■ Problem to work on ■
Going line by line through the entries below, note each one with "wide", then report how many there are and nothing else.

[Data items]
* * * * *

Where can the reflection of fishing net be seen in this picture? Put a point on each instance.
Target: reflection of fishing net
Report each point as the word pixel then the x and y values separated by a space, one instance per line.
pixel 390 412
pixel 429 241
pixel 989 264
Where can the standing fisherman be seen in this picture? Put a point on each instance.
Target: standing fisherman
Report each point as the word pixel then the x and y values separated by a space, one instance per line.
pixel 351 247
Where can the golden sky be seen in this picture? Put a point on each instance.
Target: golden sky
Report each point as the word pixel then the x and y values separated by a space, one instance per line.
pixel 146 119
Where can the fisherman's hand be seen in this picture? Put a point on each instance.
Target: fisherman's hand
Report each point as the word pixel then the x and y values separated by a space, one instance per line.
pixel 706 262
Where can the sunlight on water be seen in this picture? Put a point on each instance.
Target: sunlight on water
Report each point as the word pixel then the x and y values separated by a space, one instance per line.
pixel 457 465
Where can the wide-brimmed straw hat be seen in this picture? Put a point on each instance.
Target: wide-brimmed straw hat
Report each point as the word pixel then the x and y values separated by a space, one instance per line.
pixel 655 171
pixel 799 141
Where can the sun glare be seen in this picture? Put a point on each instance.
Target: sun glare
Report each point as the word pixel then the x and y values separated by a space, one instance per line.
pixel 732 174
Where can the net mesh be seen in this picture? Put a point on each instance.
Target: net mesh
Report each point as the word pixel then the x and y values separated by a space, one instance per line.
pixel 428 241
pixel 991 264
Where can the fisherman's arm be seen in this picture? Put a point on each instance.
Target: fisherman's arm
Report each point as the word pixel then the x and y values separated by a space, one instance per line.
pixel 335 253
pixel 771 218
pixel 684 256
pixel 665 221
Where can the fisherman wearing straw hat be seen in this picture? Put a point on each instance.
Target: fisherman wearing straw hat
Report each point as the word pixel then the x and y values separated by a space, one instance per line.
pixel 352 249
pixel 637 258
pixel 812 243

* * * * *

■ Task answer ■
2